◆ Task requirements
Quote the records below word for word, leaving out the pictures.

◆ Records shown
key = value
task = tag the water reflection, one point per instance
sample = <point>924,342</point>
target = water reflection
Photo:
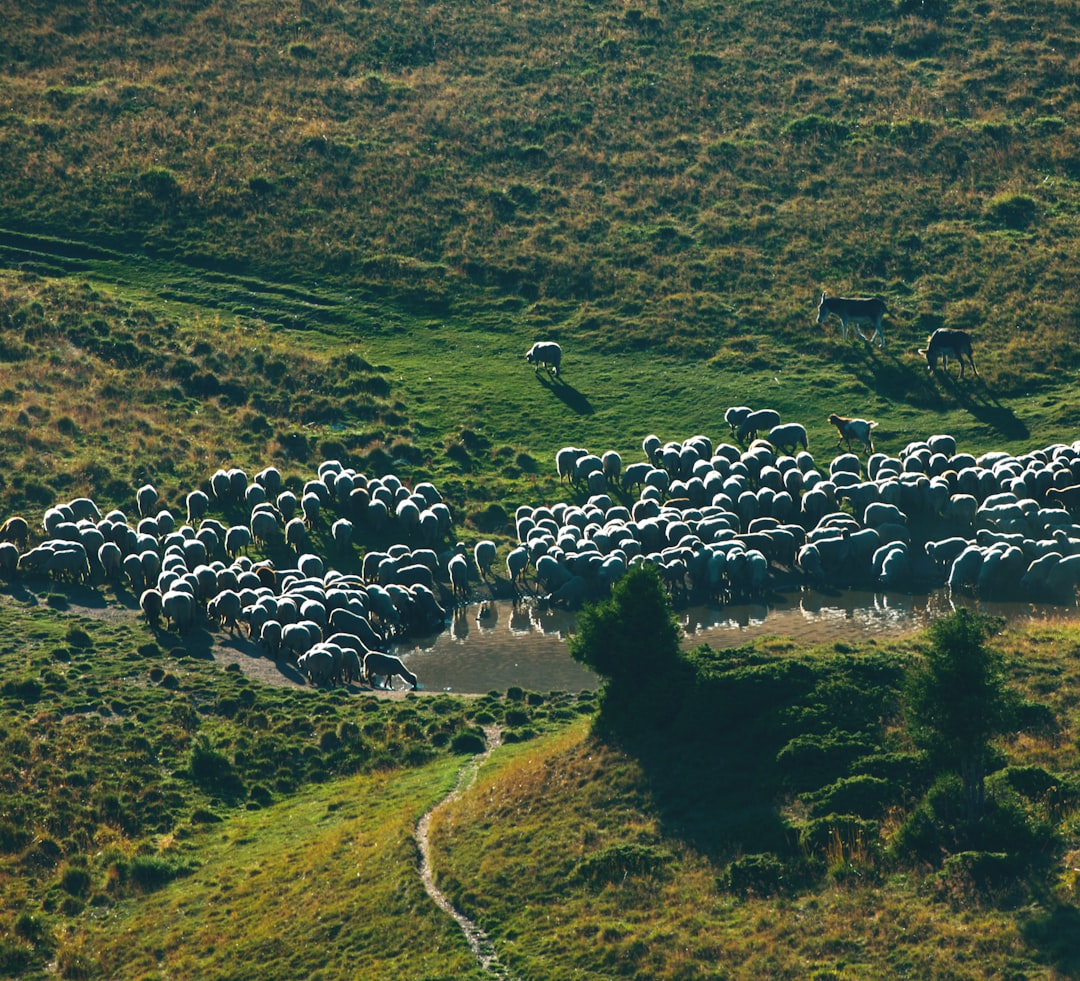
<point>518,643</point>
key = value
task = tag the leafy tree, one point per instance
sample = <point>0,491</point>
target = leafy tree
<point>632,641</point>
<point>957,702</point>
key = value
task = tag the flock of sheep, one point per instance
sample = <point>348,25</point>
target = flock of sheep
<point>738,520</point>
<point>336,626</point>
<point>720,522</point>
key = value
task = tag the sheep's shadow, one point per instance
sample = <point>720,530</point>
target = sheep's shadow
<point>575,400</point>
<point>977,400</point>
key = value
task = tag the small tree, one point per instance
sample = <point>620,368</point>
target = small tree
<point>957,702</point>
<point>632,641</point>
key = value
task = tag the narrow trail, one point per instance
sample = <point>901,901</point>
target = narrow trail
<point>478,941</point>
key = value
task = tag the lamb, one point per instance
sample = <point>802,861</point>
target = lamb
<point>736,415</point>
<point>517,561</point>
<point>755,422</point>
<point>545,353</point>
<point>386,666</point>
<point>790,434</point>
<point>16,531</point>
<point>612,465</point>
<point>566,460</point>
<point>458,569</point>
<point>945,343</point>
<point>1065,497</point>
<point>146,499</point>
<point>853,429</point>
<point>484,553</point>
<point>9,560</point>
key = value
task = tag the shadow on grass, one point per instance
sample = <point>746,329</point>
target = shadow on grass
<point>576,401</point>
<point>1055,935</point>
<point>900,380</point>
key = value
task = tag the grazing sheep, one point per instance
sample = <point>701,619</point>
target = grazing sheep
<point>9,560</point>
<point>146,499</point>
<point>318,664</point>
<point>517,562</point>
<point>237,538</point>
<point>458,569</point>
<point>612,466</point>
<point>566,461</point>
<point>853,429</point>
<point>858,311</point>
<point>264,525</point>
<point>1065,497</point>
<point>755,422</point>
<point>378,663</point>
<point>736,415</point>
<point>547,353</point>
<point>178,608</point>
<point>484,554</point>
<point>270,636</point>
<point>150,604</point>
<point>790,435</point>
<point>341,533</point>
<point>945,343</point>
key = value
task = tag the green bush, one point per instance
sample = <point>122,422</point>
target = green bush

◆ Solution for this task
key = value
task = tag the water reflection, one point per instance
sample = <point>924,342</point>
target = water reflection
Photo:
<point>518,643</point>
key = value
task = tag the leafy tree, one point per instance
sample = <point>0,491</point>
target = leafy tree
<point>632,641</point>
<point>957,702</point>
key = value
task = tag the flock of sheep, one point per instance
sample = <point>348,25</point>
target = flock of sheep
<point>738,520</point>
<point>336,626</point>
<point>720,522</point>
key = value
task = tag the sheep's shadow, one point per instance
sample = <point>720,530</point>
target = sheep's shadow
<point>575,400</point>
<point>977,400</point>
key = value
task = tag the small tree, one point per instance
sample = <point>620,368</point>
target = small tree
<point>957,702</point>
<point>632,641</point>
key = value
task = tag the narrow trail, one point per instance
sample = <point>901,901</point>
target = narrow trail
<point>478,941</point>
key = value
task = tag the lamb, one point per instance
sample = <point>802,861</point>
target = lamb
<point>736,415</point>
<point>517,561</point>
<point>755,422</point>
<point>545,353</point>
<point>386,666</point>
<point>790,434</point>
<point>16,531</point>
<point>612,465</point>
<point>566,460</point>
<point>458,569</point>
<point>945,343</point>
<point>1065,497</point>
<point>146,499</point>
<point>853,429</point>
<point>484,553</point>
<point>9,560</point>
key = value
task = tag the shadow on grass, one point per instance
sample = <point>746,329</point>
target = shadow on grass
<point>576,401</point>
<point>1055,935</point>
<point>900,380</point>
key = value
task = tag the grazing sheep, one point per instance
sample = <point>701,619</point>
target = grazing sheep
<point>9,560</point>
<point>146,499</point>
<point>318,664</point>
<point>517,562</point>
<point>237,538</point>
<point>458,569</point>
<point>612,466</point>
<point>566,461</point>
<point>853,429</point>
<point>858,311</point>
<point>264,525</point>
<point>1065,497</point>
<point>755,422</point>
<point>378,663</point>
<point>736,415</point>
<point>547,353</point>
<point>178,608</point>
<point>484,554</point>
<point>270,636</point>
<point>150,604</point>
<point>790,435</point>
<point>341,533</point>
<point>945,343</point>
key = value
task = tag the green bush, one point per instance
sample = <point>122,422</point>
target = green bush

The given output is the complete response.